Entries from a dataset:
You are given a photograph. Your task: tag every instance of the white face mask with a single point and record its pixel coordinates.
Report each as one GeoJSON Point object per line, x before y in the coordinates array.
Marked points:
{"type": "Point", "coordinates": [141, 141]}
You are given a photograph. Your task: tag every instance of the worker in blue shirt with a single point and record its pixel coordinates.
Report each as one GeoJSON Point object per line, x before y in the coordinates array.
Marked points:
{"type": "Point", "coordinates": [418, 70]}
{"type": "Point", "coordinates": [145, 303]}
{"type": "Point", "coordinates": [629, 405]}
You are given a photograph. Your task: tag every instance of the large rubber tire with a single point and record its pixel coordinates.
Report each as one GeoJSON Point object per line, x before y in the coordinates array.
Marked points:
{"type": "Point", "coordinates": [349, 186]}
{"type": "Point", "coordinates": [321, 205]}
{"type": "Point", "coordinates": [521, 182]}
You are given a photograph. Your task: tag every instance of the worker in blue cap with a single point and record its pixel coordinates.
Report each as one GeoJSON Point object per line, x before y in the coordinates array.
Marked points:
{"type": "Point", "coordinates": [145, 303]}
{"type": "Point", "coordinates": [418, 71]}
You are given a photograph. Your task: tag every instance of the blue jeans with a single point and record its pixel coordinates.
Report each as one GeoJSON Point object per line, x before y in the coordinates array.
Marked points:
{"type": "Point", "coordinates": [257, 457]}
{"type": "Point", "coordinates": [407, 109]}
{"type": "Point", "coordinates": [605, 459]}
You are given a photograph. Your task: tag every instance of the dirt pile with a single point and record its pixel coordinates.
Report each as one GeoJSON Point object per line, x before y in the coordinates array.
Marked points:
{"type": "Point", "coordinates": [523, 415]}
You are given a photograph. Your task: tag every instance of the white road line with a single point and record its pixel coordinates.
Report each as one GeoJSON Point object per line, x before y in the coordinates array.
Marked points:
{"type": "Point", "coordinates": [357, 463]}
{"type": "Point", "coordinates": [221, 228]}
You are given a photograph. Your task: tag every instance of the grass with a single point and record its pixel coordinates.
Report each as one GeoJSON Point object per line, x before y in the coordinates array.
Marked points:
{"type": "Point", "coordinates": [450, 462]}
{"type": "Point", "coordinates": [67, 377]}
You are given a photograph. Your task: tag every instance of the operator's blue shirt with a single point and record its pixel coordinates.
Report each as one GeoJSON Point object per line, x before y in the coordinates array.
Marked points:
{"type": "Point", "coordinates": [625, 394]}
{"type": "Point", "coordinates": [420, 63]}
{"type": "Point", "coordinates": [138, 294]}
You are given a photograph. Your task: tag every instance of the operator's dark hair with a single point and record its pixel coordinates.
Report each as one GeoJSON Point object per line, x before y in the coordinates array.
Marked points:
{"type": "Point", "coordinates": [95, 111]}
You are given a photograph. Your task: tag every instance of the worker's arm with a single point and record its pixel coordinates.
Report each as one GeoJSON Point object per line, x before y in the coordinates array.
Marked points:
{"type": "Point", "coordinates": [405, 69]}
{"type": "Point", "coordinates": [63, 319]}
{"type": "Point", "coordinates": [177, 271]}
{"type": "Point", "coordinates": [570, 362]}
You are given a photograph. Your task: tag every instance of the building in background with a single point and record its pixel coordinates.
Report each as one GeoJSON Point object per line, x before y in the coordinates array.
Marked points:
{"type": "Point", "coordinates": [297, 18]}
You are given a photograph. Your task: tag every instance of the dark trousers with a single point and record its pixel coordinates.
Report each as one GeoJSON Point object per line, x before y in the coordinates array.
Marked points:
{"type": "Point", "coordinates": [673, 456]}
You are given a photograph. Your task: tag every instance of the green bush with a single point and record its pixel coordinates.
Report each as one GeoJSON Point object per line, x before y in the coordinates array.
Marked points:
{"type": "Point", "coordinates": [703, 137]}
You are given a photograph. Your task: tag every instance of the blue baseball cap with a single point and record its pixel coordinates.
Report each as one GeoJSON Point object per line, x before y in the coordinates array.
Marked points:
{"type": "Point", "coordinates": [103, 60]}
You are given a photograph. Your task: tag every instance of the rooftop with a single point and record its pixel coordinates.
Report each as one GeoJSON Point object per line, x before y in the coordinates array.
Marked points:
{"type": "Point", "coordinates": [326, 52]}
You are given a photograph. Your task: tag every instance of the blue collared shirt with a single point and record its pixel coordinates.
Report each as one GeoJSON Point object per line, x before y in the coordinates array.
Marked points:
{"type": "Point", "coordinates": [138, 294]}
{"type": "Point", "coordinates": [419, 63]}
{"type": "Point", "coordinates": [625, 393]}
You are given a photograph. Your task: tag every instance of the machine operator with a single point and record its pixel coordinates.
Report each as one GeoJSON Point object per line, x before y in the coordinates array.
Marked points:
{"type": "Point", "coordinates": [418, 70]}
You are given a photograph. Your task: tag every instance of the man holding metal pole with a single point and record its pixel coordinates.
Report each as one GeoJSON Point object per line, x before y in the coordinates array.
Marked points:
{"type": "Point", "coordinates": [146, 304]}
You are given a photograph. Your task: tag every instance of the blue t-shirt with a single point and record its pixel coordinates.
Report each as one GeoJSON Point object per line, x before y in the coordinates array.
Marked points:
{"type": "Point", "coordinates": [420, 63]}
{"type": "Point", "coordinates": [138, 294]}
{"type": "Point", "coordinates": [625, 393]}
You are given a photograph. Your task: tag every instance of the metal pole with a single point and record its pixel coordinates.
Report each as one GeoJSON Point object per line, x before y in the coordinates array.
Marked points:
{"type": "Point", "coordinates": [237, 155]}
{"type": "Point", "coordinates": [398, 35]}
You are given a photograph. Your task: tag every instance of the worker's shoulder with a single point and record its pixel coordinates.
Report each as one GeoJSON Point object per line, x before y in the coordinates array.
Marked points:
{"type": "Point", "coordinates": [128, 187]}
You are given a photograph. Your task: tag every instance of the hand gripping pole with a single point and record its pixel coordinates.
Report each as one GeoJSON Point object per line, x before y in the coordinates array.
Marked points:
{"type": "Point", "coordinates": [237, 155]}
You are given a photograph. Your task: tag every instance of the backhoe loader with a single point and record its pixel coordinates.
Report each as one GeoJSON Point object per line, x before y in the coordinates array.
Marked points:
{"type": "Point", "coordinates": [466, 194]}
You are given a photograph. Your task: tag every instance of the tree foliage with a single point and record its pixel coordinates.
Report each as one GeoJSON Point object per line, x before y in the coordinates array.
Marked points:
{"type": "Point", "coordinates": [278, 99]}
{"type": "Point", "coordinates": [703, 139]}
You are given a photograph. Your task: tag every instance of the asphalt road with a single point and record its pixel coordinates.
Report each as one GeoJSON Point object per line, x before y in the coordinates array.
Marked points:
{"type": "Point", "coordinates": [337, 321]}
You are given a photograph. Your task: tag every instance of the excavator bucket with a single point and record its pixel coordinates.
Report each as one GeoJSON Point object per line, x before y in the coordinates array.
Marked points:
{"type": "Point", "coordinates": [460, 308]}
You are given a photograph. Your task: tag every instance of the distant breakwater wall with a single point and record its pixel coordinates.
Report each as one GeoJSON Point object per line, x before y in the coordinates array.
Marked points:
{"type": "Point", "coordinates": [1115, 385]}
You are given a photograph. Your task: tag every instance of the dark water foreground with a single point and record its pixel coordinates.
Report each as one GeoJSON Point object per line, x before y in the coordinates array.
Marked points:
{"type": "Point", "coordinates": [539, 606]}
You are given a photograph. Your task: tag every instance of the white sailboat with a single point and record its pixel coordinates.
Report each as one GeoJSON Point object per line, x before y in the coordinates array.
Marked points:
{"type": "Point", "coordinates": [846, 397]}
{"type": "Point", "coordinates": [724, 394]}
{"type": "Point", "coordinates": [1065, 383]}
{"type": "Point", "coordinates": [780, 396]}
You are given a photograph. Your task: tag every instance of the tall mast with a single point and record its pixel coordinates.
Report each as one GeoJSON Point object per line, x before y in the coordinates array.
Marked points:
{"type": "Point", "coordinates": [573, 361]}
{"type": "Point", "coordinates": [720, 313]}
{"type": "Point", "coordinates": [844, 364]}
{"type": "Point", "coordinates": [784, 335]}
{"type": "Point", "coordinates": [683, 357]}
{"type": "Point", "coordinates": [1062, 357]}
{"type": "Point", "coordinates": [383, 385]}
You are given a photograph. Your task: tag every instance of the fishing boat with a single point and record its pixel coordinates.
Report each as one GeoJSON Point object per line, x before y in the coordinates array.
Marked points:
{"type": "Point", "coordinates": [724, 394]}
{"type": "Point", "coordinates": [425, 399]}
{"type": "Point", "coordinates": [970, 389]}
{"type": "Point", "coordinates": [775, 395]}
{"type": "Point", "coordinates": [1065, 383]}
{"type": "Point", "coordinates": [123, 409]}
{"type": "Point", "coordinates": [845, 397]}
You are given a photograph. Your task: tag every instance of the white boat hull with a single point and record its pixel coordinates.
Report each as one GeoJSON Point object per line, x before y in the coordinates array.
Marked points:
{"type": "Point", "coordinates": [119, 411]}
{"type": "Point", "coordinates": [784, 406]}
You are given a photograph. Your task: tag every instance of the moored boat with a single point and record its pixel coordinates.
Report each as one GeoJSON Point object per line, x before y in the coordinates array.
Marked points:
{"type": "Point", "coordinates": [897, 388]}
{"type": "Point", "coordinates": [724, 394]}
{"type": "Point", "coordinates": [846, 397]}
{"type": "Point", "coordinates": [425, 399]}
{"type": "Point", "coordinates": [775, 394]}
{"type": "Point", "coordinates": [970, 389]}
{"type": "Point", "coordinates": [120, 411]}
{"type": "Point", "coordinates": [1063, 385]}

__Required task__
Everything from the line containing "of the moored" to the end of the records must be written out exactly; include both of those lines and no others.

__Output below__
You are given a photograph. Your task: tag every instance of the moored boat with a single point and record its pixel coordinates.
Report each as one GeoJSON Point object per line, x before y in the coordinates array.
Marked points:
{"type": "Point", "coordinates": [897, 388]}
{"type": "Point", "coordinates": [724, 394]}
{"type": "Point", "coordinates": [846, 397]}
{"type": "Point", "coordinates": [425, 399]}
{"type": "Point", "coordinates": [775, 394]}
{"type": "Point", "coordinates": [970, 389]}
{"type": "Point", "coordinates": [120, 411]}
{"type": "Point", "coordinates": [1063, 385]}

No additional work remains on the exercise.